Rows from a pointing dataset
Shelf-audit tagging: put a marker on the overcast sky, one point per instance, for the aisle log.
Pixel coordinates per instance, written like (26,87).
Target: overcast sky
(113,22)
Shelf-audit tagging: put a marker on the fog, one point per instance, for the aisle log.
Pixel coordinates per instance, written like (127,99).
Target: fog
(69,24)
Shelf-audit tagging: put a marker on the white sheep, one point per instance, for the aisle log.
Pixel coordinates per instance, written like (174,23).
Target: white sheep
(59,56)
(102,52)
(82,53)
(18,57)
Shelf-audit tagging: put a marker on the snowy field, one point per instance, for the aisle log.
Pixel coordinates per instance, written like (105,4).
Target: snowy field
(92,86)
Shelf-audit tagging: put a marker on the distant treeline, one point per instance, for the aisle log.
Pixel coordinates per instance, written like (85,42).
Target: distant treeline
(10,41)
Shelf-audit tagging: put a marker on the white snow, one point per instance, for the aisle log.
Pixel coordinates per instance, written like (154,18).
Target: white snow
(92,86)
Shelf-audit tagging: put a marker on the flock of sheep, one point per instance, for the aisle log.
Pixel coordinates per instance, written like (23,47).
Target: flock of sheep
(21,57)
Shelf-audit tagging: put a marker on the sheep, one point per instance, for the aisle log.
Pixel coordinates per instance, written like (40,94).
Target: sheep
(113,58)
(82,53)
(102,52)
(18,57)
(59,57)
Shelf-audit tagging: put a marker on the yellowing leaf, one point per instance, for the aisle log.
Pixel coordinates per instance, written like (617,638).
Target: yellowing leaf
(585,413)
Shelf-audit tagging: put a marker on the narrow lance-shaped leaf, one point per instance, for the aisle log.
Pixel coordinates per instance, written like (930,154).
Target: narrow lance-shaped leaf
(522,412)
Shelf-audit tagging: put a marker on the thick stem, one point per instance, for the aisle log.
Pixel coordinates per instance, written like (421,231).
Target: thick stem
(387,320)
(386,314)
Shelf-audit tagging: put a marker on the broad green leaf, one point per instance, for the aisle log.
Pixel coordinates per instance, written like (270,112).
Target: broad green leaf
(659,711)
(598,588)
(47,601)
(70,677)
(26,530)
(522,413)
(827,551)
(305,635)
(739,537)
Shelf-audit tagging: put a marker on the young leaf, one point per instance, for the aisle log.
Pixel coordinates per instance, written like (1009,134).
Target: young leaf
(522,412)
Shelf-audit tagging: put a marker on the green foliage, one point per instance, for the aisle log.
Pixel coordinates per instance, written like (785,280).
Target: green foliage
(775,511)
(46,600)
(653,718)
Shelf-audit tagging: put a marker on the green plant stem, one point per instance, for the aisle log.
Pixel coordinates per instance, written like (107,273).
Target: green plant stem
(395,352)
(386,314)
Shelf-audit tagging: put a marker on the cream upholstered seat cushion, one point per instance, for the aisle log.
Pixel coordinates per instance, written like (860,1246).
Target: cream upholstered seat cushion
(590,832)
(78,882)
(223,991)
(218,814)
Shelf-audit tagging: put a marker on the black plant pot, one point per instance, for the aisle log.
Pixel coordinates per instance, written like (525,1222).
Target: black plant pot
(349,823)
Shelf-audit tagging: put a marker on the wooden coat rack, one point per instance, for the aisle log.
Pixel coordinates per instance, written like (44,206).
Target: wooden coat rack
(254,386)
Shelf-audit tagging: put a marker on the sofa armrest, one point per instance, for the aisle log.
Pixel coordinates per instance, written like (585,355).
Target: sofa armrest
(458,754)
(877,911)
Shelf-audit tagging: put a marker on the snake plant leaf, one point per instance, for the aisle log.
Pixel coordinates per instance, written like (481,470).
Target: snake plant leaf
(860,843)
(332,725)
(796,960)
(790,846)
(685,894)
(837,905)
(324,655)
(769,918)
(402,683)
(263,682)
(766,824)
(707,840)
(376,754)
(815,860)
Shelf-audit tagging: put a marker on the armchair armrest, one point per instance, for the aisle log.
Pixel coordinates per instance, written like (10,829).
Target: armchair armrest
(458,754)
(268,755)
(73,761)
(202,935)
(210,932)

→ **PROBLEM TO WORK ON**:
Please quote nothing but the lines from the line with "Shelf-audit tagging: put a marker on the snake" through the end of the data above, exactly as written, ends included.

→ **ANSWER TO THIS PROBLEM**:
Shelf-audit tagging: put a marker on the snake plant leaf, one point per instance, for the aisle log.
Pixel coordinates per instance, written like (481,470).
Target: snake plant leaf
(860,843)
(332,725)
(796,960)
(790,846)
(685,894)
(837,905)
(324,655)
(769,918)
(402,683)
(263,682)
(766,824)
(707,840)
(376,754)
(815,860)
Shelf-audit tagging: put a marker on the armchair armrest, one point per instance, for the aisle log.
Pixel coordinates per instance, written like (10,829).
Target: armchair armrest
(458,754)
(268,755)
(73,761)
(202,935)
(210,932)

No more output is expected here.